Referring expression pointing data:
========================================================================

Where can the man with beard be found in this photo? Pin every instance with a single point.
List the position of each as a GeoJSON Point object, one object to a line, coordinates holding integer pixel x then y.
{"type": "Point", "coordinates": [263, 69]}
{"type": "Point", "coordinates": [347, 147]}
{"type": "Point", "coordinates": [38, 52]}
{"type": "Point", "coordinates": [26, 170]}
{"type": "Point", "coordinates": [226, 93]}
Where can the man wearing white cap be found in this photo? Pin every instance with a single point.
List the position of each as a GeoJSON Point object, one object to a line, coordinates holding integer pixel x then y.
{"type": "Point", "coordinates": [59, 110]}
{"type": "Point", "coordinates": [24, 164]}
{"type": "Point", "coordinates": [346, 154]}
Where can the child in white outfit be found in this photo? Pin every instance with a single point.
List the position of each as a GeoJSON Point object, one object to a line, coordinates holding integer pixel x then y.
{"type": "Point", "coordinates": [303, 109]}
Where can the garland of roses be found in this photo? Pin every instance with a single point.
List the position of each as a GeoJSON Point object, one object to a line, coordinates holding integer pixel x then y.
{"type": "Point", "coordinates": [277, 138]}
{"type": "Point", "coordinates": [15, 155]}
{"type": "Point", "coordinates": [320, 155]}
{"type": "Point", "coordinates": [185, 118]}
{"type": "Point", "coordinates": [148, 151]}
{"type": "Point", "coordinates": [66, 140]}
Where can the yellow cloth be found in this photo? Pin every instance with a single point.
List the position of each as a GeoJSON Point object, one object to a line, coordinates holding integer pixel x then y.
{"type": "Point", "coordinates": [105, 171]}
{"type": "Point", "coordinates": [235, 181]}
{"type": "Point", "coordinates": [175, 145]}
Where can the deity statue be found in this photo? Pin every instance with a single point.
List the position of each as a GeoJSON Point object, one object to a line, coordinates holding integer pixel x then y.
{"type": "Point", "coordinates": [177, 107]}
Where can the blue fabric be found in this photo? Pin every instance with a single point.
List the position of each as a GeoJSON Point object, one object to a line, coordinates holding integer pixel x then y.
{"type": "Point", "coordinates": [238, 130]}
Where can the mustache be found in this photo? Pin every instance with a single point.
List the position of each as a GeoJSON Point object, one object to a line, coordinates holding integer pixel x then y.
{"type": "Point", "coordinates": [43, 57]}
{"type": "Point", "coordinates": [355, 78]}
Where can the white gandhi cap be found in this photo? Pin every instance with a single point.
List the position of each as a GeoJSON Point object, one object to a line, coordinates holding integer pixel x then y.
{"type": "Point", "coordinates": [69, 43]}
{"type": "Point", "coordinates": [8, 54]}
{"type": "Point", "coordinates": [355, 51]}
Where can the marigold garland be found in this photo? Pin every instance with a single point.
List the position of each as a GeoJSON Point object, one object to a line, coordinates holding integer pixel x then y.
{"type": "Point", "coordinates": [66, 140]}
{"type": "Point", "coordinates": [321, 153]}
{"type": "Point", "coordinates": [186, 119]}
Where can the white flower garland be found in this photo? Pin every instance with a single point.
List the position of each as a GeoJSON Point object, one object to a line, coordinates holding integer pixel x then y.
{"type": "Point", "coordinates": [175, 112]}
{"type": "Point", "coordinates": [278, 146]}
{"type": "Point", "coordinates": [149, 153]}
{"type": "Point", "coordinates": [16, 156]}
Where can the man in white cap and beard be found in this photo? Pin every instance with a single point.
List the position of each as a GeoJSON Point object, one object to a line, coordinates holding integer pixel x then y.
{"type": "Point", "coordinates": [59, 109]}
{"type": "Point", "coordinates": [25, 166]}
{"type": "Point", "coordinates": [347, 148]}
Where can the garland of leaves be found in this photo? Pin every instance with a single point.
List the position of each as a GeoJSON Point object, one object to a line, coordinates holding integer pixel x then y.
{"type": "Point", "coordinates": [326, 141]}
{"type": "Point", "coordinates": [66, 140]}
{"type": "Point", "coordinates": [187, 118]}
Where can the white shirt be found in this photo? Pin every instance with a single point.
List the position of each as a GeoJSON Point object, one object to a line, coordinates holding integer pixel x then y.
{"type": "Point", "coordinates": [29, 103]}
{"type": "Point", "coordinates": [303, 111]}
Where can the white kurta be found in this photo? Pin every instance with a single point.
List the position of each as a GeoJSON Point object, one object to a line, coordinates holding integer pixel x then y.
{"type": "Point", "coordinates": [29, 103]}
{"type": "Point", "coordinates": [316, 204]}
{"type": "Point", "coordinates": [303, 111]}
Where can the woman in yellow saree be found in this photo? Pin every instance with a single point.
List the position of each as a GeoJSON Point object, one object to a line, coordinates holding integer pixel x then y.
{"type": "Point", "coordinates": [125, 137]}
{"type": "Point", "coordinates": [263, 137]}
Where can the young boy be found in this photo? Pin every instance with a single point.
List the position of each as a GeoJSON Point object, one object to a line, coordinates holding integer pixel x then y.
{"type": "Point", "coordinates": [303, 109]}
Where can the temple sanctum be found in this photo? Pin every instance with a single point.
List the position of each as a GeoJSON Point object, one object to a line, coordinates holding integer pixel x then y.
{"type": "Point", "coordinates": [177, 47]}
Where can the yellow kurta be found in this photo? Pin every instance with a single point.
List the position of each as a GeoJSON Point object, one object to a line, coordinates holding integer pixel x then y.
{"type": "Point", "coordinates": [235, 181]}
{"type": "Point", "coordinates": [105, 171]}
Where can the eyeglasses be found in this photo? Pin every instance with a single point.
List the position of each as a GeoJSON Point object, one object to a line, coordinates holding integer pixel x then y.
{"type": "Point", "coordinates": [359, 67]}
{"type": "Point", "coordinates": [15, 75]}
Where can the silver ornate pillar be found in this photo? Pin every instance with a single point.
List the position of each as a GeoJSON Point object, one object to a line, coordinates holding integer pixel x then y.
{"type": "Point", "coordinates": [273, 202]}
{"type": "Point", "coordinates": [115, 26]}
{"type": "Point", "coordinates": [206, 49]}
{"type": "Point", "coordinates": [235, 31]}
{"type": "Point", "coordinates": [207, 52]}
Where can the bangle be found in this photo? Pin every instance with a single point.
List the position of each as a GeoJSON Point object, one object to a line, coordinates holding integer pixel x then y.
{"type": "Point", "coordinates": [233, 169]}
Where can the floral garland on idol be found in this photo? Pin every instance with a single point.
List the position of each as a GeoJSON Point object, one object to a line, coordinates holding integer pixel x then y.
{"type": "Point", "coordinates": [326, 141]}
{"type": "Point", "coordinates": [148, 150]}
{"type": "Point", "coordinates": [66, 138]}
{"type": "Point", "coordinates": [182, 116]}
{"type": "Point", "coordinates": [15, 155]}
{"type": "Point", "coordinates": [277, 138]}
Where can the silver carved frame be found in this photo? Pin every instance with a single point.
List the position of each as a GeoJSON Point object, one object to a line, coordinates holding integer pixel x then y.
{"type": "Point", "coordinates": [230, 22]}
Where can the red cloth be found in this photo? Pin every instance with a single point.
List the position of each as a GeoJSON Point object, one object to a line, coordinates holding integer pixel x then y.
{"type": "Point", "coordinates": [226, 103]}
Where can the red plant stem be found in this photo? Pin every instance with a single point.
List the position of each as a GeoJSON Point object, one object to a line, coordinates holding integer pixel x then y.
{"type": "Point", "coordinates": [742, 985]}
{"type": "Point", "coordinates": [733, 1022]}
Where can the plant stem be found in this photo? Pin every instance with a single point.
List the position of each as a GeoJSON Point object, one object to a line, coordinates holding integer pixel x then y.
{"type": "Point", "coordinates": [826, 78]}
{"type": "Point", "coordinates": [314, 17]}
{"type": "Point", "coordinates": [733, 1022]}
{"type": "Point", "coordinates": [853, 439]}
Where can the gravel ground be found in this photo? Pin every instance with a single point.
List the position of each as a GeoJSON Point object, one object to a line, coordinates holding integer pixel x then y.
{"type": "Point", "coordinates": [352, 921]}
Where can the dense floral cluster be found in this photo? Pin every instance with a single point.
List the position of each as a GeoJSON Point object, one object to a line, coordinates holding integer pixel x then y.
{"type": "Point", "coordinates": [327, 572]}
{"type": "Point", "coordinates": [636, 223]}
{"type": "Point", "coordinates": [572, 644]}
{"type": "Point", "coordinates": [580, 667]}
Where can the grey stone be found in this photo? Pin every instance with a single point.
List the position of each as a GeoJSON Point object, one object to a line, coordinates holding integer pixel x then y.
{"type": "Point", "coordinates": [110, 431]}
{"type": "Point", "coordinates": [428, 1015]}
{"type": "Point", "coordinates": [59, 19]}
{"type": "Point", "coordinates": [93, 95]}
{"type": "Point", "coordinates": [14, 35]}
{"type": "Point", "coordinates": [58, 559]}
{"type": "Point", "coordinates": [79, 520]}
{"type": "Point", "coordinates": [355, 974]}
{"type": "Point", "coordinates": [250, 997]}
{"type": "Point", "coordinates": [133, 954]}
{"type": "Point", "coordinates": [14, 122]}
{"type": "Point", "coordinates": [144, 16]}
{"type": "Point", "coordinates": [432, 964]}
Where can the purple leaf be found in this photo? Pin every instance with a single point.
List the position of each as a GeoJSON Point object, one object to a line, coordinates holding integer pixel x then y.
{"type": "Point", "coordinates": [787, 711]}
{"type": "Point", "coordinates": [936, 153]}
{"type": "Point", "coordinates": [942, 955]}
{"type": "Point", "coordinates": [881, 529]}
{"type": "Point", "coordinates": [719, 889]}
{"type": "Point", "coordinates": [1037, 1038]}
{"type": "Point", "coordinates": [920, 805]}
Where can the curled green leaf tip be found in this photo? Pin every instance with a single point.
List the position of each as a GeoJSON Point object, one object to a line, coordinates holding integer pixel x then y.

========================================================================

- **WHAT YOU WILL DO**
Which lines above contain the word "silver"? Copy all of them.

- **TASK SOLUTION**
Where can the silver ornate pillar be found in this photo? Pin every instance with a single point.
Where can the silver carved frame be found in this photo? Pin every instance with a single point.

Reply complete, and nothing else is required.